[START OF Material for the task]

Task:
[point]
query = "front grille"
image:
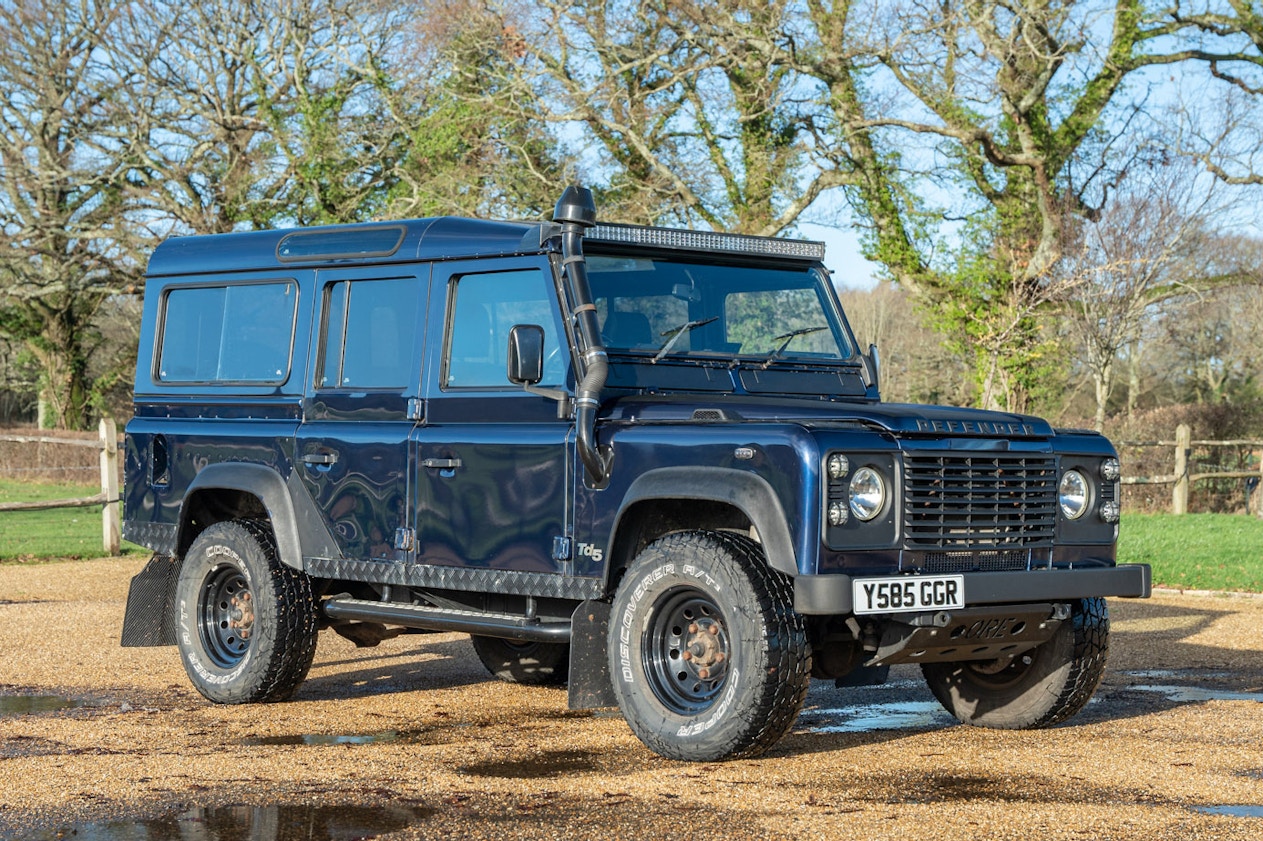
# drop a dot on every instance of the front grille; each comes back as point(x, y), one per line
point(975, 501)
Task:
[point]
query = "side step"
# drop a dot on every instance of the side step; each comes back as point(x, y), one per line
point(441, 619)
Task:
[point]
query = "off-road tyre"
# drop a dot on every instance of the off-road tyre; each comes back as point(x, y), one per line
point(529, 663)
point(1038, 688)
point(245, 621)
point(707, 658)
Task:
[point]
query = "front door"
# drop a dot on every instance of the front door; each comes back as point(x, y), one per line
point(494, 462)
point(360, 408)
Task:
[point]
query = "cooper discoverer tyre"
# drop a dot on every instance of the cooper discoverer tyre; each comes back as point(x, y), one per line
point(528, 663)
point(707, 658)
point(1038, 688)
point(245, 621)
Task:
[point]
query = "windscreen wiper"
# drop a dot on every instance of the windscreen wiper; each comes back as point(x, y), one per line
point(788, 337)
point(680, 331)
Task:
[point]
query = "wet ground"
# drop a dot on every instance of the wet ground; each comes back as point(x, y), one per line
point(413, 740)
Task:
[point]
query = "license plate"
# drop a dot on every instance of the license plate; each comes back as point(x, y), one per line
point(904, 594)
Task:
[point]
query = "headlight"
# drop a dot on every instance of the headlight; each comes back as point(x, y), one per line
point(867, 493)
point(1072, 494)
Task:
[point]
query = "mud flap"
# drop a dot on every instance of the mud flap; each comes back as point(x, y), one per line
point(590, 685)
point(148, 619)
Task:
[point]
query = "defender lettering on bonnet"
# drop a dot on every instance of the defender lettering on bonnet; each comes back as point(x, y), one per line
point(648, 464)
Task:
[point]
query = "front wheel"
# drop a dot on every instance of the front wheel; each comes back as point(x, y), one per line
point(246, 623)
point(709, 658)
point(1038, 688)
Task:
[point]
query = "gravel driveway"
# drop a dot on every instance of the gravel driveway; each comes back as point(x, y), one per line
point(413, 740)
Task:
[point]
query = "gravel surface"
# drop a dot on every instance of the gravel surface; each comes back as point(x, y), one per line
point(413, 740)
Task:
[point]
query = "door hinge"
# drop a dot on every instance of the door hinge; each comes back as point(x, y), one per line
point(562, 548)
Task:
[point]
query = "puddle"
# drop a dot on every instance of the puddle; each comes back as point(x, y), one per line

[END OF Material for the task]

_The task_: Leave out all pictures, then copy the remaining material exactly.

_The answer_:
Task:
[point]
query = "front grille"
image:
# drop a dot on every instance of the front grille; each comes back as point(x, y), one per line
point(975, 501)
Task:
[point]
query = "side step"
# drop a dot on every instance of the side step; each comes back as point(x, y), one per line
point(441, 619)
Task:
[point]
query = "off-road tyre"
# drop a dot on every instance of the off-road tyre; each comes back as point(x, y), one per line
point(529, 663)
point(1038, 688)
point(245, 621)
point(707, 658)
Task:
[point]
query = "front door"
# drop a dot on every instance of the front door; each comes back as point(x, y), one per line
point(494, 462)
point(360, 408)
Task:
[point]
query = "cooper discoverer tyre"
# drop a dot on every instance of the cooper discoverer tyre; each comes back as point(x, y), one per line
point(528, 663)
point(707, 658)
point(1038, 688)
point(245, 621)
Task:
[point]
query = "windscreen wiper"
# drop a dot on every instance of the windscreen wiper; each comes back as point(x, y), one per line
point(788, 337)
point(680, 331)
Task:
[point]
query = "wet ground"
# drop a dot on every instance of the wet ground; each comes back as point(x, y), one per line
point(413, 740)
Task:
[point]
query = "license plate"
# drop a dot on every instance of the license plate; each comes back as point(x, y), one per line
point(904, 594)
Task:
[point]
query = "headlight"
# drop a dot on every instance of the headlight; each comes back as point(x, y), one per line
point(867, 493)
point(1072, 494)
Task:
[point]
query = "mud flap"
# drop a dot on every instance of the mud flap; each comes back as point(x, y), one per line
point(590, 685)
point(148, 619)
Task:
[point]
query = "defender lettering on bonnet"
# drop a dot on every instance of the defender lettering on bonnet; each comes back as point(x, y), one per line
point(648, 464)
Task:
[point]
query = "front wheel"
# drop a dot on every instance of the front wheel; each comes back as point(x, y), one per line
point(246, 623)
point(709, 658)
point(1038, 688)
Task:
[point]
query = "gravel driveway"
# drop a dot on every instance of the gravel driveway; each comes back as point(x, y), one per line
point(413, 740)
Task:
[point]
query = "gravel surface"
# drop a dot on every instance of the gravel surface; each comes back as point(x, y), one per line
point(413, 740)
Task:
[point]
query = "door hinge"
# drop a dot on every instance of the door hinge; each comes back as point(x, y), one per line
point(562, 548)
Task:
[point]
query = "puddle"
# drop a dot on every instance of the puddle; each comes back as point(x, y), one per line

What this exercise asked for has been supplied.